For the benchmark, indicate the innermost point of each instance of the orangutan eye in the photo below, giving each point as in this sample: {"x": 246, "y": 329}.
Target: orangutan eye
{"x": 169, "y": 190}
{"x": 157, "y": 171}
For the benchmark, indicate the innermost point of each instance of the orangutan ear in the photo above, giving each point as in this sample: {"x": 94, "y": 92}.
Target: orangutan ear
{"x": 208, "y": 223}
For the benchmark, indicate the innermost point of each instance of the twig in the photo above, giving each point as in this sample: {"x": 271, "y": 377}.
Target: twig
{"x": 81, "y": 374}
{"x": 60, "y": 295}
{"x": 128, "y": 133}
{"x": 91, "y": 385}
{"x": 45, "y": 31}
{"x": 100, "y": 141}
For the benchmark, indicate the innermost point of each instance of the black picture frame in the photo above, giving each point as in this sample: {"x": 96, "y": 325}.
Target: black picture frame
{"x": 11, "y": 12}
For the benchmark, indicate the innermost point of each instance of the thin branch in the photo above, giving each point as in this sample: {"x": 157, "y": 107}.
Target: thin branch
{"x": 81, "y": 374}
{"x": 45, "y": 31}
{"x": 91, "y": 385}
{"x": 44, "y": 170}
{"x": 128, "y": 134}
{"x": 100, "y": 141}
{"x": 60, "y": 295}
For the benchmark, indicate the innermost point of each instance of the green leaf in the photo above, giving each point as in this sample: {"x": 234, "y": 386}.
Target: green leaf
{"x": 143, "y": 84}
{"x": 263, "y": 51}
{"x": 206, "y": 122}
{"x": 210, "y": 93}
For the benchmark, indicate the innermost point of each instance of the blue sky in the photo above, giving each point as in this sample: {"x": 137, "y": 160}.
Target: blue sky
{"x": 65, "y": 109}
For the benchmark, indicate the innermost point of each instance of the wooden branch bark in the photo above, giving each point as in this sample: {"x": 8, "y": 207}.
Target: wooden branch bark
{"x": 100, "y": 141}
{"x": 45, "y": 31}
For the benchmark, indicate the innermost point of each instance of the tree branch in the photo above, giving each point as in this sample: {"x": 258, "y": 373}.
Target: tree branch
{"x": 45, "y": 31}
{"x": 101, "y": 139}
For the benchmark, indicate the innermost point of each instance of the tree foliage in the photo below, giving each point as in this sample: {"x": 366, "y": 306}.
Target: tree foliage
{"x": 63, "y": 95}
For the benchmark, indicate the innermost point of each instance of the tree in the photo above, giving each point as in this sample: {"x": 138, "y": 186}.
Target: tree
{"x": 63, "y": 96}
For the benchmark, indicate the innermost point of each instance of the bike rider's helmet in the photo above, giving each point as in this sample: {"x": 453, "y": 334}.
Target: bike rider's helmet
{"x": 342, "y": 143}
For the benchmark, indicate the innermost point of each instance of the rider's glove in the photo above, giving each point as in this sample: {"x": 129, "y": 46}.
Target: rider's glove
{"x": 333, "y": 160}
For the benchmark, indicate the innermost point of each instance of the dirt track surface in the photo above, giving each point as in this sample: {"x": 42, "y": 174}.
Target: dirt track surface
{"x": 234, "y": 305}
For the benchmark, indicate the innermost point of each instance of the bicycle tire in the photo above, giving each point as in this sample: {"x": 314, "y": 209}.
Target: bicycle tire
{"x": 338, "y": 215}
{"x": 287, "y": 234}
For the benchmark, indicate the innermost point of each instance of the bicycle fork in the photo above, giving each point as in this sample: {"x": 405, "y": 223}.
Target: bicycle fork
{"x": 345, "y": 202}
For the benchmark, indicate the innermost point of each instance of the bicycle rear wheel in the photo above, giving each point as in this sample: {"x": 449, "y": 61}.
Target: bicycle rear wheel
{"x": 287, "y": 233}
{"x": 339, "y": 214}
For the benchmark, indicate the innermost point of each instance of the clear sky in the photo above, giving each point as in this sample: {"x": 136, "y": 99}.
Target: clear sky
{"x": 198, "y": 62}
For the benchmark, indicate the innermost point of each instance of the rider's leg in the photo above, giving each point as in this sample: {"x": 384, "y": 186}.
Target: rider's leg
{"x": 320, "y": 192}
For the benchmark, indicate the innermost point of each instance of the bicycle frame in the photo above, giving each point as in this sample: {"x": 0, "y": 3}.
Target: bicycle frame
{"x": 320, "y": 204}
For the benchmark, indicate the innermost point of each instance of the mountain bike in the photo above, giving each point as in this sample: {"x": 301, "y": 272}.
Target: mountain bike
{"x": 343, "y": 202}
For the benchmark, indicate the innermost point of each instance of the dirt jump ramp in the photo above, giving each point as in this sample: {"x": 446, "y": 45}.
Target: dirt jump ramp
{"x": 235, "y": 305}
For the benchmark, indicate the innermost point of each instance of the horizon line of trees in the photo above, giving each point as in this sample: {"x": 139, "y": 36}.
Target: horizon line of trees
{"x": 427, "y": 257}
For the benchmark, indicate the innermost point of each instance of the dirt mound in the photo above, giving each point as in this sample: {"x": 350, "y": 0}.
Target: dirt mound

> What is needed
Please copy the data above line for line, without any changes.

> Task output
For the benchmark, indicate the innermost point of each instance of the orangutan eye in the photo below, giving each point as in this sample: {"x": 246, "y": 329}.
Target: orangutan eye
{"x": 169, "y": 190}
{"x": 157, "y": 171}
For the benchmark, indicate the innermost point of each instance of the orangutan ear in the photo above, giving each point as in this sample: {"x": 94, "y": 92}.
Target: orangutan ear
{"x": 208, "y": 223}
For the benchmark, indicate the innermost point of each instance of the twig in the photo above, giving each point as in this sample: {"x": 271, "y": 377}.
Target: twig
{"x": 81, "y": 374}
{"x": 60, "y": 295}
{"x": 128, "y": 133}
{"x": 91, "y": 385}
{"x": 45, "y": 31}
{"x": 100, "y": 141}
For the benchmark, indicate the innermost point of each instance of the black picture frame in the photo above, giving each point as in this sample: {"x": 96, "y": 325}.
Target: black picture frame
{"x": 11, "y": 12}
For the benchmark, indicate the innermost point of each instance of the thin branch in the photo above, giving each point as in this sample: {"x": 157, "y": 107}.
Target: thin branch
{"x": 81, "y": 374}
{"x": 45, "y": 31}
{"x": 91, "y": 385}
{"x": 44, "y": 170}
{"x": 128, "y": 134}
{"x": 100, "y": 141}
{"x": 60, "y": 295}
For the benchmark, indicate the innermost point of each instance of the green leaf in the photo above, giving each point as in this sample: {"x": 234, "y": 386}.
Target: green leaf
{"x": 143, "y": 84}
{"x": 263, "y": 51}
{"x": 206, "y": 122}
{"x": 210, "y": 93}
For the benchmark, indicate the innermost point of each instance of the blue sky in the photo above, giving each point as in this sample: {"x": 137, "y": 160}.
Target: blue sky
{"x": 65, "y": 109}
For the benchmark, indicate the innermost point of each instance of the wooden branch bark in the photo above, giving each point as in this sample: {"x": 8, "y": 207}.
Target: wooden branch bark
{"x": 100, "y": 141}
{"x": 45, "y": 31}
For the benchmark, indicate the innermost point of each instance of the tree branch in the photo above, giving each point as in this sample: {"x": 258, "y": 373}.
Target: tree branch
{"x": 45, "y": 31}
{"x": 101, "y": 139}
For the benchmark, indicate the innermost point of each instance of the tree foliage in the photo below, giving each point as in this sample: {"x": 366, "y": 306}.
Target: tree foliage
{"x": 63, "y": 95}
For the benchmark, indicate the innermost point of each instance of the tree in the photo above, giving each point as in this sample: {"x": 138, "y": 186}.
Target: tree
{"x": 63, "y": 96}
For the benchmark, indicate the innermost point of each instance of the bike rider's helmet in the photo above, giving each point as in this sample: {"x": 453, "y": 334}.
Target: bike rider's helmet
{"x": 342, "y": 143}
For the benchmark, indicate the innermost point of each instance of the rider's glove in the photo above, giving each point as in this sample: {"x": 129, "y": 46}.
Target: rider's glove
{"x": 333, "y": 160}
For the benchmark, indicate the innermost point of each instance of the dirt track surface in the photo above, giving each point as in this sample: {"x": 42, "y": 174}.
Target: dirt track surface
{"x": 234, "y": 305}
For the benchmark, indicate the innermost point of each instance of the bicycle tire in the photo above, giving each point as in this sample: {"x": 314, "y": 209}.
Target: bicycle tire
{"x": 338, "y": 215}
{"x": 287, "y": 234}
For the benchmark, indicate the innermost point of each instance of the bicycle fork in the photo above, giving each point as in this sample: {"x": 405, "y": 223}.
Target: bicycle fork
{"x": 345, "y": 202}
For the benchmark, indicate the innermost point of each instance of the bicycle rear wheel in the photo above, giving each point as in this sample: {"x": 449, "y": 61}.
Target: bicycle rear wheel
{"x": 287, "y": 233}
{"x": 339, "y": 214}
For the benchmark, indicate the innermost point of each instance of the clear sky in the photo above, giving each point as in this sample: {"x": 136, "y": 99}.
Target: clear sky
{"x": 198, "y": 62}
For the benchmark, indicate the innermost point of each instance of the rider's leg in the photo above, giving each point as in this sample: {"x": 384, "y": 186}.
Target: rider's leg
{"x": 320, "y": 192}
For the benchmark, indicate the innermost point of each instance of the bicycle frame in the photo above, giving each point as in this sample: {"x": 0, "y": 3}.
Target: bicycle frame
{"x": 320, "y": 204}
For the benchmark, indicate the innermost point of each instance of the mountain bike in the photo above, giving each point as in this sample: {"x": 301, "y": 272}.
Target: mountain bike
{"x": 343, "y": 202}
For the benchmark, indicate the innermost point of each instance of the dirt jump ramp in the photo above, giving each point as in this sample: {"x": 446, "y": 45}.
Target: dirt jump ramp
{"x": 235, "y": 305}
For the benchmark, indicate the innermost point of each instance of the horizon line of trees in the photo above, giving each point as in this sample: {"x": 139, "y": 36}.
Target: horizon line of trees
{"x": 427, "y": 257}
For the benchmark, indicate the innermost point of each instance of the dirt mound in the photo above, giving each point as in this sample: {"x": 350, "y": 0}.
Target: dirt mound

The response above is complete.